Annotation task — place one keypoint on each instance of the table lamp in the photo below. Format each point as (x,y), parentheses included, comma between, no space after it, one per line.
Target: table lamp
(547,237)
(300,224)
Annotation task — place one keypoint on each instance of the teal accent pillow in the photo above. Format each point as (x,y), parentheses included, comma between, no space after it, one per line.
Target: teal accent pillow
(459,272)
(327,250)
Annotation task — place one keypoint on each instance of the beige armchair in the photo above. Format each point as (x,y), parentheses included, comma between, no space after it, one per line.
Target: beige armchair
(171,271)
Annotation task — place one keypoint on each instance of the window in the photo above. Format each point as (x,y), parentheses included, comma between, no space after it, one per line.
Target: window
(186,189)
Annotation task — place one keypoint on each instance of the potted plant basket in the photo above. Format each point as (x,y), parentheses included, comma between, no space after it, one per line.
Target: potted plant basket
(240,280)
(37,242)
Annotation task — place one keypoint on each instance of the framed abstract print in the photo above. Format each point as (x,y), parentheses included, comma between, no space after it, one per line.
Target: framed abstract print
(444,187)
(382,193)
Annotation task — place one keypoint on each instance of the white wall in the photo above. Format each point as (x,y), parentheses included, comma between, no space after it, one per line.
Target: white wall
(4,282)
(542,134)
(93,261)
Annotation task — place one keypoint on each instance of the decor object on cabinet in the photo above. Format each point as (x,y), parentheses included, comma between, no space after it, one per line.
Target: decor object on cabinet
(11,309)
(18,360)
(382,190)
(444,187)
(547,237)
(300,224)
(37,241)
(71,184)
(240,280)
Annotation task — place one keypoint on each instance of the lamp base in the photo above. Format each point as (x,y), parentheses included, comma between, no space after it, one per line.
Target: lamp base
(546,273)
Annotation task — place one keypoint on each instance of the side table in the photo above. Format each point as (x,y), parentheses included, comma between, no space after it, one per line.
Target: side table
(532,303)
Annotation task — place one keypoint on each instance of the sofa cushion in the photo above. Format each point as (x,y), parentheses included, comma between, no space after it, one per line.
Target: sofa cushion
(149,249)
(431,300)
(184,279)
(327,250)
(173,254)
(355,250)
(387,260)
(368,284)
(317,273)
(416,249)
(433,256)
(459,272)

┄┄┄┄┄┄┄┄┄┄

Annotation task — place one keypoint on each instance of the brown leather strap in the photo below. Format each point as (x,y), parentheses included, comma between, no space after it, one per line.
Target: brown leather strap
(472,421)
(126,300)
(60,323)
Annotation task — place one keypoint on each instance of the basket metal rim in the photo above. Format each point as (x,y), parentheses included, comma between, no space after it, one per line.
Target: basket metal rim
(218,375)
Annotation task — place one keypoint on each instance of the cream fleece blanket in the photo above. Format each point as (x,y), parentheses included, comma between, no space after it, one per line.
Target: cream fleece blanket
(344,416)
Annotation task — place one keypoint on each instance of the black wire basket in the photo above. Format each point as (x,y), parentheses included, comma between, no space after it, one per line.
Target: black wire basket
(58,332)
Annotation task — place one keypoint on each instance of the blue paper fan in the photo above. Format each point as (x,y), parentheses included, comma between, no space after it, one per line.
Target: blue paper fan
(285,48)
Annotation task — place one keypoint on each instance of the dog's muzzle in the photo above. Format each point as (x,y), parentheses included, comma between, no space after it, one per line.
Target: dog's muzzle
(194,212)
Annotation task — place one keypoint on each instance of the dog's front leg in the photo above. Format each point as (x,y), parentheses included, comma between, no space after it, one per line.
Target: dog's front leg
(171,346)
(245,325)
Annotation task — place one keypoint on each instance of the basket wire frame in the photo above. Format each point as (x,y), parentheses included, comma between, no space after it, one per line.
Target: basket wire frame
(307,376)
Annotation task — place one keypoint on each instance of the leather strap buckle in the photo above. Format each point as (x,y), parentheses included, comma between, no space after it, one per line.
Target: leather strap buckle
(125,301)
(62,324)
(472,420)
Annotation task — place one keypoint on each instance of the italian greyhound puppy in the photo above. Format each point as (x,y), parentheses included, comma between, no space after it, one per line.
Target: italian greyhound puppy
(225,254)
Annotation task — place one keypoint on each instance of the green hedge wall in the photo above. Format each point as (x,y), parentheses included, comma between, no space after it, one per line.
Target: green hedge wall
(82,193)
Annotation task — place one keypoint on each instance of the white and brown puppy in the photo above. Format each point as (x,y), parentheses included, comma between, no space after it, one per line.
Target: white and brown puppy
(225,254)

┄┄┄┄┄┄┄┄┄┄

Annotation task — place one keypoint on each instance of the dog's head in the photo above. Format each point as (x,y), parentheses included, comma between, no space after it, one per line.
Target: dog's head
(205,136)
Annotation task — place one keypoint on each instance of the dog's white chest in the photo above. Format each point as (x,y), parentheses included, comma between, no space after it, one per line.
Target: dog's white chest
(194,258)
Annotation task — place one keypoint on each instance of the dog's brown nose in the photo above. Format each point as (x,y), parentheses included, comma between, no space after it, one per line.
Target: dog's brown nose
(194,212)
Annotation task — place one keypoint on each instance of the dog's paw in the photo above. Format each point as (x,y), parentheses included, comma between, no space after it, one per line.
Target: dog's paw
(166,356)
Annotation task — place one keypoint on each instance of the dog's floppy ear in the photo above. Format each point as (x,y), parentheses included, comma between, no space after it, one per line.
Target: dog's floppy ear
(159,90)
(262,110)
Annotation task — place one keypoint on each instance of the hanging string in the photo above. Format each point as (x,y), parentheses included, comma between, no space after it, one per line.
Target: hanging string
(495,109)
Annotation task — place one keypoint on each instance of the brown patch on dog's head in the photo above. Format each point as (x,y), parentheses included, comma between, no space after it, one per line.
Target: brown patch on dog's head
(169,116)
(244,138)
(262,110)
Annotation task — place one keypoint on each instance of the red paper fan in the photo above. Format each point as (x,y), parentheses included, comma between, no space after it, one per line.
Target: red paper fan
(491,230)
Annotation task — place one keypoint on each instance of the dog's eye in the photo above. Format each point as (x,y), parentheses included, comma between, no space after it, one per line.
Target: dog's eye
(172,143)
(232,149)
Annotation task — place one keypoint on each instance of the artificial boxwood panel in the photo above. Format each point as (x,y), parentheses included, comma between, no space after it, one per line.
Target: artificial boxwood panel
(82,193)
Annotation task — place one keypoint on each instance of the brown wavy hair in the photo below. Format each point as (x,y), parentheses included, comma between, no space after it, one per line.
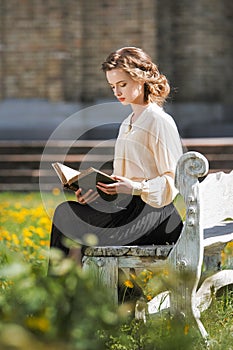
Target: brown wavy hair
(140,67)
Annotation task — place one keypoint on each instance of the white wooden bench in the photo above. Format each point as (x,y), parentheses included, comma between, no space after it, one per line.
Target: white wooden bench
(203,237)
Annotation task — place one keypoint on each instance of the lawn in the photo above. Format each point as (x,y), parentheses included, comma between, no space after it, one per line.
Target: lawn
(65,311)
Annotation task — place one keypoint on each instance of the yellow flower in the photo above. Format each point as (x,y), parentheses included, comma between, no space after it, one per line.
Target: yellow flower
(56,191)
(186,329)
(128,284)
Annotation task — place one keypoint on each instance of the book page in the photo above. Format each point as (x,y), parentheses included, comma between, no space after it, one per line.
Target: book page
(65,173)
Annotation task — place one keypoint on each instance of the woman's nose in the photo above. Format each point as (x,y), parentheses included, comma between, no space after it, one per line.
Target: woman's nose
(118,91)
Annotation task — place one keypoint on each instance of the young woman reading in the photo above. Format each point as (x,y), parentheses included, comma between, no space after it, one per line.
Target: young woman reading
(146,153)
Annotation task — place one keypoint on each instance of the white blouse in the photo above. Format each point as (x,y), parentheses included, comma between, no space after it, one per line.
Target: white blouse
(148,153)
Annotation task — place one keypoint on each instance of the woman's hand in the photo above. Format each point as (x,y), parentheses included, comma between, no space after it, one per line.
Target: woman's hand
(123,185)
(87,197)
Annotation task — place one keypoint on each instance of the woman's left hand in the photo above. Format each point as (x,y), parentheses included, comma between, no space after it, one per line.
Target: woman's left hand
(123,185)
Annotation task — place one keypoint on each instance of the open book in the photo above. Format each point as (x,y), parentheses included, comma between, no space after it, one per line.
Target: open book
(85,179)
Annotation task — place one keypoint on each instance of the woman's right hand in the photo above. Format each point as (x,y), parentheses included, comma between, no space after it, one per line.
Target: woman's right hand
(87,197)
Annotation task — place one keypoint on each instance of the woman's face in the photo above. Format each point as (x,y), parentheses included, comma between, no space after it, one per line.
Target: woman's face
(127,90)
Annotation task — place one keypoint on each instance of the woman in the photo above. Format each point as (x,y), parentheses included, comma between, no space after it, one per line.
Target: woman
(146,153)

┄┄┄┄┄┄┄┄┄┄

Exercise task: Pick out every line in the items above that contains the string "strap", matching case exactly, and copy each one.

Solved problem:
Annotation task — place one keypoint on each instance of the brown leather strap in the photo below. Format each point as (x,y), parentheses included, comma between, no space after it, one per line.
Target: brown leather strap
Annotation task — place one keypoint on each instance of the leather strap buckle in the photo above. Format each point as (x,y), parentheses included, comma between, no space after it, one per line.
Target: leather strap buckle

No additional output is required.